▸ **READING PASSAGE**
________________________________________

The consequences of even having just one employee inadvertently open the
document or click on the link could be disastrous. For example, the business
could be out of its e-mail server for numerous days. The fact is that hackers,
phishers and malware are sophisticated and can harm, slow down or even paralyze
a business.
4. Underestimating The
Importance Of Preparedness
Another way a business may be at risk is if its
management team underestimates the importance of being prepared. Being prepared
involves both having a plan to prevent cybersecurity breach (pre-attack plan)
and a plan on how to respond to a cybersecurity breach should it materialize
(incident response plan). The importance of having both such plans in place is
sometimes underestimated by the management of a business even though the
consequences of not having such plans can be serious, and can include damages
and fines imposed by courts and regulators. For more on this topic, see our previous article on cybersecurity.
5.
Blindly Believing
That The Business Has Adequate Insurance Coverage
In Canada, the cyber insurance market and its products
are relatively new and still developing and evolving. As such, navigating
through multiple policies, from general commercial liability policies, to
errors and omissions, to network security and privacy policies can often be
challenging. One common oversight is believing that traditional policies will
provide the business with adequate coverage in case of a cybersecurity breach
or a cyber-attack. In general, such policies may only cover some of the
risks associated with cybersecurity. Most of the time, data and other
non-tangible goods that can be stolen in a cyber-attack may not be covered,
meaning that many businesses may not understand the true cost of a cyber-attack
to their bottom line.
The true cost may not be negligible considering that
cybercrime costs an aggregate of US $375 to $575 billion dollars every year
globally[6] and that according to a 2015 study by the
Ponemon Institute, the average consolidated cost of a data breach in Canada was
CAD $5.32 million dollars per occurrence.
To illustrate, imagine the situation where an employee takes a USB key
containing over 1000 customer files in order to work from home, puts the USB
key in his car and on his way home stops for lunch, then comes back to the car,
and the USB key is gone. Traditional policies would normally cover the tangible
object, the USB key itself. However, what is on the USB key and clearly what is
more valuable, the intangible (the data), is typically not covered. Any damages
associated with such a loss of data would also generally not be covered and
could be devastating both from a reputational and a financial perspective.

________________________________________

▸ **MATERIAL**
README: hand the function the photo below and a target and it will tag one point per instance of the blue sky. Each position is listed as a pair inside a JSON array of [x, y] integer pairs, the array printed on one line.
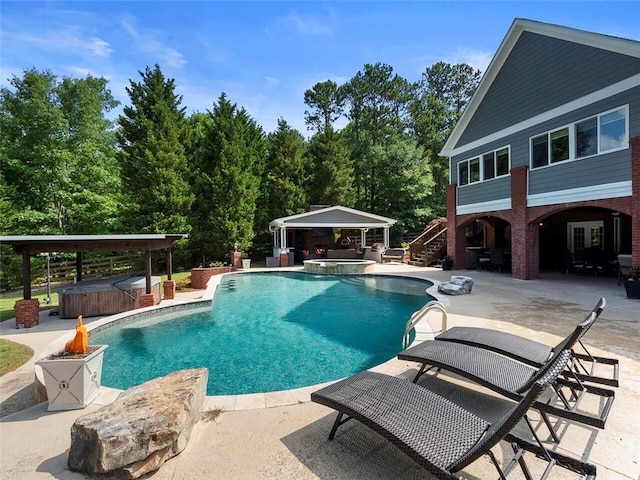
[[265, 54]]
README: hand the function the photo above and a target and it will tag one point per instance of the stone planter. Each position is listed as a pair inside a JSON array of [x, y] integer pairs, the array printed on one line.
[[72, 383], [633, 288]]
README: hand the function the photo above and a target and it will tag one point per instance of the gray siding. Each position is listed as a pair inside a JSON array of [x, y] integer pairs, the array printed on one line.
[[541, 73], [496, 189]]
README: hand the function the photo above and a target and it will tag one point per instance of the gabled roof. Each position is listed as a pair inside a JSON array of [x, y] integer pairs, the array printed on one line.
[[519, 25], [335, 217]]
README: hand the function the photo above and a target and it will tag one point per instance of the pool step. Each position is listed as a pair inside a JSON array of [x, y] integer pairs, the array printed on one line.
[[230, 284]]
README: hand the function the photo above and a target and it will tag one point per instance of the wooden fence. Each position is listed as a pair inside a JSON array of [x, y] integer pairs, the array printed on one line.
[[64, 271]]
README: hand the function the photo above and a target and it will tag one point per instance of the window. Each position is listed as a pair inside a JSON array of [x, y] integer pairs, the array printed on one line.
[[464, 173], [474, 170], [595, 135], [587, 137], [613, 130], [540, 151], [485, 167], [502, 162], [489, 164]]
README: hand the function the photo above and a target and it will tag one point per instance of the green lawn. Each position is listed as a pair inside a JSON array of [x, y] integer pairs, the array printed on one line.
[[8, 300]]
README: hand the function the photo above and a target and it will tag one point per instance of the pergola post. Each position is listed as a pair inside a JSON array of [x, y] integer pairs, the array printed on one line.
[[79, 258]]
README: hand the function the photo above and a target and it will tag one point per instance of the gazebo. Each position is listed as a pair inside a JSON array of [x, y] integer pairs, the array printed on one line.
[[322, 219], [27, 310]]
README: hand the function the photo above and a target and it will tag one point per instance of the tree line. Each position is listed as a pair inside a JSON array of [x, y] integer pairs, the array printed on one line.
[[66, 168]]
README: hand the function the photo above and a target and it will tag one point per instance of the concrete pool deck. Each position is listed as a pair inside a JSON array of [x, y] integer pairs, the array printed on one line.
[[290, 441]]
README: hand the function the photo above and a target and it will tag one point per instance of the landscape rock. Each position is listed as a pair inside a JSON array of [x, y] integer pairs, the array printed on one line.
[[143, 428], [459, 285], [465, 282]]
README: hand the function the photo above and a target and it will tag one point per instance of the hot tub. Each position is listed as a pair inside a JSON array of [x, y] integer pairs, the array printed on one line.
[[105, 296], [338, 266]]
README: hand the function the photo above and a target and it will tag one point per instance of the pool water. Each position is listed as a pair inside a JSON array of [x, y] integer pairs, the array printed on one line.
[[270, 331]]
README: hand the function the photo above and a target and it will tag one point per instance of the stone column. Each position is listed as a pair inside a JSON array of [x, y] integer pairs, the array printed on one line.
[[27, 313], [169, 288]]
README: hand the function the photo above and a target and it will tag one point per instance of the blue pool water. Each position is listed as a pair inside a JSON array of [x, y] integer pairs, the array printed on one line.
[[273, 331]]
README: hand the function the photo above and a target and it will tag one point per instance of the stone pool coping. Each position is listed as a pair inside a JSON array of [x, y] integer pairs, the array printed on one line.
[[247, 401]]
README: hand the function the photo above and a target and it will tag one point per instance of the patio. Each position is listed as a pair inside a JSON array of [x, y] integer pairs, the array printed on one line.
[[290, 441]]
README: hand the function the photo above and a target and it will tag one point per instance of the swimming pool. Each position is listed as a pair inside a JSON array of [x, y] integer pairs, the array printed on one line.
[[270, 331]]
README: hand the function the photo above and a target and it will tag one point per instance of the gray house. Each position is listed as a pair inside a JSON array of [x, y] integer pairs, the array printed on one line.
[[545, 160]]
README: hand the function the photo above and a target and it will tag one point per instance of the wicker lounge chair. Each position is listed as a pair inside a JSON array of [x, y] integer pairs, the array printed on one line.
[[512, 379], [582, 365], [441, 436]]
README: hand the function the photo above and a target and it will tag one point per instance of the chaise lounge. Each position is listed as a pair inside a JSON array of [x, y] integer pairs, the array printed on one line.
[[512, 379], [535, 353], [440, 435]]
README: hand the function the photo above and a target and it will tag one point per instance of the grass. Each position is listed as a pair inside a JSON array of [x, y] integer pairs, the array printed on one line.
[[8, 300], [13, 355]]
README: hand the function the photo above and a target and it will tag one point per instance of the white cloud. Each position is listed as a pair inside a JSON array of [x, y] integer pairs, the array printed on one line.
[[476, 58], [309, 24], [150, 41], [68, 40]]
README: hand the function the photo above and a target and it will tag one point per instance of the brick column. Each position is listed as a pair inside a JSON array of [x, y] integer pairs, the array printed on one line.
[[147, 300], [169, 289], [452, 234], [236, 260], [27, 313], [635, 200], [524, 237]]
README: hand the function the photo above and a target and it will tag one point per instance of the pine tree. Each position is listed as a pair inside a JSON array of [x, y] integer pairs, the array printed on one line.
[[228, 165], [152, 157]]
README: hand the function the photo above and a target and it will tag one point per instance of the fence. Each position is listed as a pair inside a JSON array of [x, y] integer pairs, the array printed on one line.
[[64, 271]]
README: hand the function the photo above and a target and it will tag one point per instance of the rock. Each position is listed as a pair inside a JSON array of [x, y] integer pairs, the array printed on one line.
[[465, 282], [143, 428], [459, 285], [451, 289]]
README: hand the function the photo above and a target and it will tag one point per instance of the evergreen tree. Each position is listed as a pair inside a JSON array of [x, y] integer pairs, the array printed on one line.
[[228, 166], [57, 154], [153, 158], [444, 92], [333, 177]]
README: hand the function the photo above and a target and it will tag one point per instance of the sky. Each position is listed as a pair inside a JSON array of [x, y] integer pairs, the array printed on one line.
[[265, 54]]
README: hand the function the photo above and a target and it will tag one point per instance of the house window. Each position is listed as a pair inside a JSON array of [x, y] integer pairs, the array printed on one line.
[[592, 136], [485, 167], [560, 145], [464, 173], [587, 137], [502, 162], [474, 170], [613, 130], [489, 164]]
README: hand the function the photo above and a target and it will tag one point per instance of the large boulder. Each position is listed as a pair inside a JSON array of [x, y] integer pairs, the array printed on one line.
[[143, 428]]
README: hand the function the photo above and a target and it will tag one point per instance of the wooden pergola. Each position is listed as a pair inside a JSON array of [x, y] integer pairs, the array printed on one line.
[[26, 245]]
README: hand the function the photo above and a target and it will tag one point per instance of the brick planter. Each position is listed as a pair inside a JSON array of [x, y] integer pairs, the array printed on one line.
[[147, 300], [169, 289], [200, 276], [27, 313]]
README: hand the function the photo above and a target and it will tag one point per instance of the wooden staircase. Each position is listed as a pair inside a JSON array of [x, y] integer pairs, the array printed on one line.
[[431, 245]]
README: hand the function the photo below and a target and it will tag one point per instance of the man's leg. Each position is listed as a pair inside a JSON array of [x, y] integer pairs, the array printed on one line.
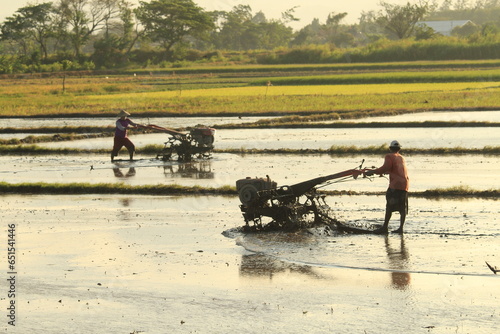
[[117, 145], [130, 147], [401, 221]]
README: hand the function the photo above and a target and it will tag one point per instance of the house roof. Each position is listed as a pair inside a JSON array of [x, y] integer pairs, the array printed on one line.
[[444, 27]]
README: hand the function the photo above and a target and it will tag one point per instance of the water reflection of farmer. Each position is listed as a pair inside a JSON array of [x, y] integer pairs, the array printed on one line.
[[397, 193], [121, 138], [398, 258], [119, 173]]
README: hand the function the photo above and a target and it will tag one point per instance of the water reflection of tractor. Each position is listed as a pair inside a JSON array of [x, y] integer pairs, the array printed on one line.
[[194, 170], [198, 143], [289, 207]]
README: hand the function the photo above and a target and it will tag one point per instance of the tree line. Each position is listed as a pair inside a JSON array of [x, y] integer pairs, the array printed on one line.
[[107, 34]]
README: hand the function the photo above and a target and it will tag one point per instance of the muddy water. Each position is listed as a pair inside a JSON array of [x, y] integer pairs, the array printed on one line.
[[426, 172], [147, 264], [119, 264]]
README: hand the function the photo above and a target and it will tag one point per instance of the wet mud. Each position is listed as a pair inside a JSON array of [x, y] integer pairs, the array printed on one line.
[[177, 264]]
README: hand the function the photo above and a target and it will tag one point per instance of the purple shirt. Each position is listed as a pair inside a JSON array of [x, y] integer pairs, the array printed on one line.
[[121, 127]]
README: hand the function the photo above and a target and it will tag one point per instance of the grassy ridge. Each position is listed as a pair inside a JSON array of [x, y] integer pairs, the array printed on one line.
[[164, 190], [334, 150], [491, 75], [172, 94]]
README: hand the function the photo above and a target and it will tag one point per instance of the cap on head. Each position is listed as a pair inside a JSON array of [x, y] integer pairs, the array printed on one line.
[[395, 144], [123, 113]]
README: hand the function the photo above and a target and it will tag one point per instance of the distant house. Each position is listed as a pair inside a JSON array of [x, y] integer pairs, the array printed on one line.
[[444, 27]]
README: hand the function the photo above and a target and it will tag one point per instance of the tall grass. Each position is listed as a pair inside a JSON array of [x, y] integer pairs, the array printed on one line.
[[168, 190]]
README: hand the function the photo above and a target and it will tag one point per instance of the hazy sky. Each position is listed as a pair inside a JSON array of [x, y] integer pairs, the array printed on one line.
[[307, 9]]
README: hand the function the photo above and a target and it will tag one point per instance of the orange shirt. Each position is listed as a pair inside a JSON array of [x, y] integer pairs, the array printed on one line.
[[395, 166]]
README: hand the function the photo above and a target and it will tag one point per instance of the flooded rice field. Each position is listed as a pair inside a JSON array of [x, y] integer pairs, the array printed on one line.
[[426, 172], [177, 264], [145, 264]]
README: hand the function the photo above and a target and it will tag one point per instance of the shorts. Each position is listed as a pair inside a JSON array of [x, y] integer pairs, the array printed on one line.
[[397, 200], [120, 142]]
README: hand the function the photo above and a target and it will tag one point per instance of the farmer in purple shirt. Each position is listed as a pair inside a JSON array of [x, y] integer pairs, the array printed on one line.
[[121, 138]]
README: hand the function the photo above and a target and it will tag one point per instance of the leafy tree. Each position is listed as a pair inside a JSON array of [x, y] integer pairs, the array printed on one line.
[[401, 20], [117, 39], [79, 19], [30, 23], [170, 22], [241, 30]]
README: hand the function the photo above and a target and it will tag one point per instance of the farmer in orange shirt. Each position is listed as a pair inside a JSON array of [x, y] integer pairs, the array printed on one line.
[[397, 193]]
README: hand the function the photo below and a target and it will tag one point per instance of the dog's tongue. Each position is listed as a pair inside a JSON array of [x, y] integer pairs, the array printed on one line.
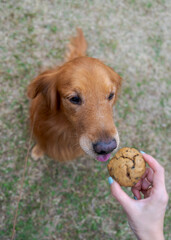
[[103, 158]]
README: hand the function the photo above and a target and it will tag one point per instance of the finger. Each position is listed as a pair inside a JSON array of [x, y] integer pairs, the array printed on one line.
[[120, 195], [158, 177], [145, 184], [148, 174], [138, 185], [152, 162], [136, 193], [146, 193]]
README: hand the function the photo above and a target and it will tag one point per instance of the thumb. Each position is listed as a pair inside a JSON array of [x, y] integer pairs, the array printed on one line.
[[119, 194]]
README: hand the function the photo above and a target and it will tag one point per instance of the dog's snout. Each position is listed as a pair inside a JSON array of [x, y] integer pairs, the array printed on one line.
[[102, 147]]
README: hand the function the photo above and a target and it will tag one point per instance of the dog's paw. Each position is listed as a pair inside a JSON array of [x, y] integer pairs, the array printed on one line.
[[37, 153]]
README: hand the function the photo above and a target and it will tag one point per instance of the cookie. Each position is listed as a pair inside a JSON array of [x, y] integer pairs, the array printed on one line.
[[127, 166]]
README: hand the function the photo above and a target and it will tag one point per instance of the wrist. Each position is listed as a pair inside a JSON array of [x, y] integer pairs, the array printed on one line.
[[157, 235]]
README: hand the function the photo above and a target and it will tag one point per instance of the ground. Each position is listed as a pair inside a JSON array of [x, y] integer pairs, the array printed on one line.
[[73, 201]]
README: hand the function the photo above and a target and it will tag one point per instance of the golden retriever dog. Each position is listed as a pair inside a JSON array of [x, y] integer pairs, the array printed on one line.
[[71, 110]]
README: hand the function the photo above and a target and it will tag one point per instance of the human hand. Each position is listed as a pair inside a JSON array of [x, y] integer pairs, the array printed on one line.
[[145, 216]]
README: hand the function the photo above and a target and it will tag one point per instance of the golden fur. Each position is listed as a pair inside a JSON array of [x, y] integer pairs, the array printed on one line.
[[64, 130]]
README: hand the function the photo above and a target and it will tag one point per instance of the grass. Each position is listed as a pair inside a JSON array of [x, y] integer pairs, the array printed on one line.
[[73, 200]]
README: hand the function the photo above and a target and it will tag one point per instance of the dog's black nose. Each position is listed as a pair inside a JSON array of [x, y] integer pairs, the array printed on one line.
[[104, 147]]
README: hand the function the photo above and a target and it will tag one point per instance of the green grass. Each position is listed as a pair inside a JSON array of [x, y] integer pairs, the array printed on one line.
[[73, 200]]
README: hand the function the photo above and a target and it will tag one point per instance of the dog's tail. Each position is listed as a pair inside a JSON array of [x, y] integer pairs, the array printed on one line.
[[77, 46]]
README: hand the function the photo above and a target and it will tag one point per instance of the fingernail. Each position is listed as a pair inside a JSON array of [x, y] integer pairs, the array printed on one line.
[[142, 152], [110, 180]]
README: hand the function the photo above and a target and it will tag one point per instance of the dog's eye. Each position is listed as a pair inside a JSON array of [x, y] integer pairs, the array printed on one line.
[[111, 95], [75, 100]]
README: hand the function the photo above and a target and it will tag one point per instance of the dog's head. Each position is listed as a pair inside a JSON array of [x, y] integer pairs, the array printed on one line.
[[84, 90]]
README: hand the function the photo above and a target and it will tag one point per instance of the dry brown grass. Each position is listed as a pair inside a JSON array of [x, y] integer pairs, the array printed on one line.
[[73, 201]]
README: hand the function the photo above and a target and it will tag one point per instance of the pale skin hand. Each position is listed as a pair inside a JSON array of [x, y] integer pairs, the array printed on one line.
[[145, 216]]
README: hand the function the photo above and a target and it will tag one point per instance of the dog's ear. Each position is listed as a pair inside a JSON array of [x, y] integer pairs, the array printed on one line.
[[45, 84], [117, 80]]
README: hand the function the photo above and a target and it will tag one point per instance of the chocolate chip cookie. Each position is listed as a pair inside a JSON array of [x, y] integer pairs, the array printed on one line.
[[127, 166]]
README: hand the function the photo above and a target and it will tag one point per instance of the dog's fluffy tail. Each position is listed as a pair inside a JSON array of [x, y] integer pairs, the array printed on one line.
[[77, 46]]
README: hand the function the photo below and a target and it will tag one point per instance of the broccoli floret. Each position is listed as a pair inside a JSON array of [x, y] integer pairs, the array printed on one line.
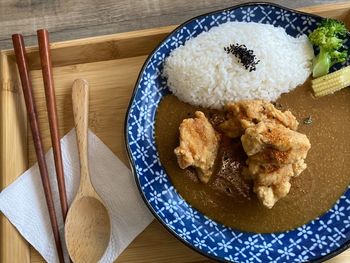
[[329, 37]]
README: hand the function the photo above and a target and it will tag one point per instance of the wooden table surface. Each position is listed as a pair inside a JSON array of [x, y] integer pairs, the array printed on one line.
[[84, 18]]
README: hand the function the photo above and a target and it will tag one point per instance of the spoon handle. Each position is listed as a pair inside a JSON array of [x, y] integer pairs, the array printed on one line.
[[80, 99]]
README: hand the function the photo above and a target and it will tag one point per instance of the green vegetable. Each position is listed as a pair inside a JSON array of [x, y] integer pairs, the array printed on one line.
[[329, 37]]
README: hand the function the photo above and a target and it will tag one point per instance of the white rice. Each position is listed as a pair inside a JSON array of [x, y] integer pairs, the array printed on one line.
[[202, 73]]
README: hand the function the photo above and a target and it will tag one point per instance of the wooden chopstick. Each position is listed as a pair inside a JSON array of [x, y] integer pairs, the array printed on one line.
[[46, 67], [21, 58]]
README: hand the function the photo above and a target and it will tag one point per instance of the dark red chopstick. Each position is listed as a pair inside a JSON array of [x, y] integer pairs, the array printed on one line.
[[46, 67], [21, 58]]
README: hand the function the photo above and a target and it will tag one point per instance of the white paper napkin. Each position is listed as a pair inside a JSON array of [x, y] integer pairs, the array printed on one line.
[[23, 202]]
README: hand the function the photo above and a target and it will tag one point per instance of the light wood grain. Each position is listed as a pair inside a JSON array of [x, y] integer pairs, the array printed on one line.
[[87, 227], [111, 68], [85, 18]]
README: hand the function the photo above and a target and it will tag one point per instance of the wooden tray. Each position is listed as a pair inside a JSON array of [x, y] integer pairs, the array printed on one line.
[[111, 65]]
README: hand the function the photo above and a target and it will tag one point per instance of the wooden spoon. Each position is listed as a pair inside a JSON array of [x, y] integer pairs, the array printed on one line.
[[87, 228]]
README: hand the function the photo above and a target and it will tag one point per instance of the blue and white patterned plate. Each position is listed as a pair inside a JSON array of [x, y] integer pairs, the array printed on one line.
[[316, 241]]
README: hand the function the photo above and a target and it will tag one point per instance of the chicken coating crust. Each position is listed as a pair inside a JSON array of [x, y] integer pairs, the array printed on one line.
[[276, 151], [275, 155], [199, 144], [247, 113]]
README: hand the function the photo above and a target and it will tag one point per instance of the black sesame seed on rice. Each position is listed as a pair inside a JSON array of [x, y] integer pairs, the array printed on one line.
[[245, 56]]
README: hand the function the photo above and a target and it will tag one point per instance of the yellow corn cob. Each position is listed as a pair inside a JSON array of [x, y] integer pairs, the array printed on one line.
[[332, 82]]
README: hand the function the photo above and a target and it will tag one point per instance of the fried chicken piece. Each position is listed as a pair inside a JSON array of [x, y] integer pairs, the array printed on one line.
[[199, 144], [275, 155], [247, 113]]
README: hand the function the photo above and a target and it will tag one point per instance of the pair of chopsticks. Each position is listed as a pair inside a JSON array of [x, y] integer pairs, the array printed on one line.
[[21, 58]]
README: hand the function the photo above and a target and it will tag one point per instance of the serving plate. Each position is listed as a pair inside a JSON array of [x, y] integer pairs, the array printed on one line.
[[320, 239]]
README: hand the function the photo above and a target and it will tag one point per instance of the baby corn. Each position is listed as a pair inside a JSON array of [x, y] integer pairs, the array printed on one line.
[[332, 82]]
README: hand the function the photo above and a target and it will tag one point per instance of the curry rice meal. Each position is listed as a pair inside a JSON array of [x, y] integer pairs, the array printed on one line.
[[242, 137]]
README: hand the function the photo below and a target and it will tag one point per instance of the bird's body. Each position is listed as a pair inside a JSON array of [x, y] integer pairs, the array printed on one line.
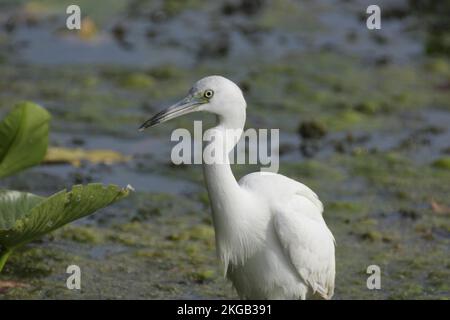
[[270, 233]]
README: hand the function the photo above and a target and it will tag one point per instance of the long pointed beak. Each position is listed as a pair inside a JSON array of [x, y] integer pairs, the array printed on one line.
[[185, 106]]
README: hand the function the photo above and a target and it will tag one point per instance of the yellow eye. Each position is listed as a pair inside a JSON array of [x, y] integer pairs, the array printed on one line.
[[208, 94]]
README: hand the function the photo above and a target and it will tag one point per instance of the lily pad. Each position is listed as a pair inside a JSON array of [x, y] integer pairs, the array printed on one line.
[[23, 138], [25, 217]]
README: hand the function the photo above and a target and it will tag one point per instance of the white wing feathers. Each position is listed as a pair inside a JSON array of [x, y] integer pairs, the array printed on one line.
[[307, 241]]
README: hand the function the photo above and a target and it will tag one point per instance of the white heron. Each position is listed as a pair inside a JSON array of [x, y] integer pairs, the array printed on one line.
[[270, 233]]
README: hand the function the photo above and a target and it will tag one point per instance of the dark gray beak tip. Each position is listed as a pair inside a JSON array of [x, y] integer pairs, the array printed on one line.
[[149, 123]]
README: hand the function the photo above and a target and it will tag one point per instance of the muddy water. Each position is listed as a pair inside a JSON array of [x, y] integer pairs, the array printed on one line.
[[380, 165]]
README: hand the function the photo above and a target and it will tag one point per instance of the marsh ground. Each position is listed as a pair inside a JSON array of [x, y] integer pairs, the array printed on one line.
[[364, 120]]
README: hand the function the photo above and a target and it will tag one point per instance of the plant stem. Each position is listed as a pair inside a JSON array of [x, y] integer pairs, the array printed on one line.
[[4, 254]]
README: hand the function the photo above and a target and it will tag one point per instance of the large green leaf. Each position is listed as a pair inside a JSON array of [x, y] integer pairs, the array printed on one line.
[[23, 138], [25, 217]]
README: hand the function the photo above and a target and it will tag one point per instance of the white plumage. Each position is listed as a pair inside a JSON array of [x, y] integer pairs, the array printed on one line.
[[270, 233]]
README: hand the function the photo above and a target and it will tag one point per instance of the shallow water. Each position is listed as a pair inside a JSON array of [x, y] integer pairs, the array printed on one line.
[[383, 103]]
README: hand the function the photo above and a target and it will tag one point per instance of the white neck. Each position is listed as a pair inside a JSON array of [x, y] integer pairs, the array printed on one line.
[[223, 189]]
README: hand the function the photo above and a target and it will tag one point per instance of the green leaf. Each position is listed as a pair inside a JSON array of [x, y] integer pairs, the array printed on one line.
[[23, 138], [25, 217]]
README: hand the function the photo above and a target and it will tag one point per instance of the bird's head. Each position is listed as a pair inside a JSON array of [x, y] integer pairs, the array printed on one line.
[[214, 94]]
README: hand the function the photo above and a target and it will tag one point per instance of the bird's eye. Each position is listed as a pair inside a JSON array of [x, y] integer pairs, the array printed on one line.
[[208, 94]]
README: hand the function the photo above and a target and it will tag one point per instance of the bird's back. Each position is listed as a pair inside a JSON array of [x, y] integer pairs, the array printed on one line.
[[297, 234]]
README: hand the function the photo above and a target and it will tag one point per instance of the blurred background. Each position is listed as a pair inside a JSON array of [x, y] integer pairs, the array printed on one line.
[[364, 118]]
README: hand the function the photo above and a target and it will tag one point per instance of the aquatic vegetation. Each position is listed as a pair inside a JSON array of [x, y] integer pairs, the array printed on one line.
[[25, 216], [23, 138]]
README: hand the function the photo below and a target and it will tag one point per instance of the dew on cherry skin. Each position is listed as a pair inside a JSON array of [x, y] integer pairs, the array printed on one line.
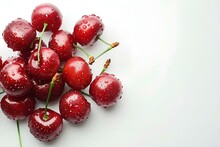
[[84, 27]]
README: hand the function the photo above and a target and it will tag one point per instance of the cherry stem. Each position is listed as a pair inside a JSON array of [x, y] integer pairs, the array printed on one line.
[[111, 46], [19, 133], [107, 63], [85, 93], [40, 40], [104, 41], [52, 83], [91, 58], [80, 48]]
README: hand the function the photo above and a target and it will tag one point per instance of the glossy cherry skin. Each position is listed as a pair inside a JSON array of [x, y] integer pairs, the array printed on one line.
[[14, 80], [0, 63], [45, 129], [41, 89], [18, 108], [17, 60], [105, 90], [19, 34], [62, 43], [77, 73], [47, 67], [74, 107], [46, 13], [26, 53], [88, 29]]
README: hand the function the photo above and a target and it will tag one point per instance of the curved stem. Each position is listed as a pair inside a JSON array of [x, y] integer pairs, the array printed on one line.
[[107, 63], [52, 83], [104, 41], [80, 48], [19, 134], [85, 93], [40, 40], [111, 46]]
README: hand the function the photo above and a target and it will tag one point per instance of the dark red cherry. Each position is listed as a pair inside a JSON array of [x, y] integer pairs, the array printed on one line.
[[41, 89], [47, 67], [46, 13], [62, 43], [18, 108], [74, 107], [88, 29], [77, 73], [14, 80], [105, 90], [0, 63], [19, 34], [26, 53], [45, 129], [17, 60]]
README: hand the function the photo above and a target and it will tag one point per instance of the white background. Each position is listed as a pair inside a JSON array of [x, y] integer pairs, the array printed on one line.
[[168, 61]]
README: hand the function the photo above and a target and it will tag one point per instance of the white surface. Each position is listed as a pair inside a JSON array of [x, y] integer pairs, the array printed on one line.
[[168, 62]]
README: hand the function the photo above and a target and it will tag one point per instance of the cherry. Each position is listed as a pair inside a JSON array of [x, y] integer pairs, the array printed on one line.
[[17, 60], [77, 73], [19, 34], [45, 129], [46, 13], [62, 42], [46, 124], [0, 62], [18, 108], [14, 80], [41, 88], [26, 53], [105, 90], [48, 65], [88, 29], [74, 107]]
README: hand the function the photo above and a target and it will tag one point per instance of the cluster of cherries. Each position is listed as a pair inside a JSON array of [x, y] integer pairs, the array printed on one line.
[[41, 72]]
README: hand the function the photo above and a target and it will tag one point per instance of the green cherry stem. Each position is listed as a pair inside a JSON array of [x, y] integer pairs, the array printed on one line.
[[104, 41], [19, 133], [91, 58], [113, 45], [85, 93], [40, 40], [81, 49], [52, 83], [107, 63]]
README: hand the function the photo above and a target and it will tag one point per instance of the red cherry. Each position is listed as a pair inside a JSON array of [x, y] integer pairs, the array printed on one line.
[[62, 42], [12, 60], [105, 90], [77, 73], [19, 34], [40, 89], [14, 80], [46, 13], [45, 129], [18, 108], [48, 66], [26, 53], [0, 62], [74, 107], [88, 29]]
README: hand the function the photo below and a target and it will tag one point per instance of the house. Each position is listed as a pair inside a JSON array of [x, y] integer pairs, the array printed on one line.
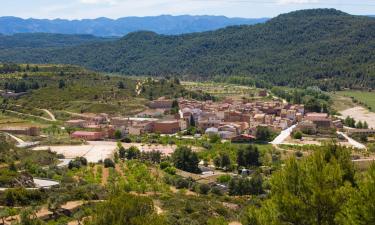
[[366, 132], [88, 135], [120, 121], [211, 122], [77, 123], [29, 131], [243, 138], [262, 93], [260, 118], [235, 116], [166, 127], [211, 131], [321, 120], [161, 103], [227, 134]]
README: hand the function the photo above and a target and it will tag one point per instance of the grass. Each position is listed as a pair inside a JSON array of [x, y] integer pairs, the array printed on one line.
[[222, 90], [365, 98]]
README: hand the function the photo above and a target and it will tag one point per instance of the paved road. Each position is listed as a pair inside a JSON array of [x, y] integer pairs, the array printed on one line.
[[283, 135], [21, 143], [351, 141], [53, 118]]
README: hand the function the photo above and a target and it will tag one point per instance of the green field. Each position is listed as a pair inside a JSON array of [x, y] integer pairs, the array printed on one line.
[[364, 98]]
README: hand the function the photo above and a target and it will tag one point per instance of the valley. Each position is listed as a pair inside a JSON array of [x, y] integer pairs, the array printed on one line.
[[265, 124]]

________________________________________

▸ **TASK DESCRIPTION**
In the cybersecurity article, what average consolidated cost per occurrence of a data breach in Canada does the 2015 Ponemon Institute study report?

▸ **SOLUTION FOR THIS EXERCISE**
CAD $5.32 million per occurrence.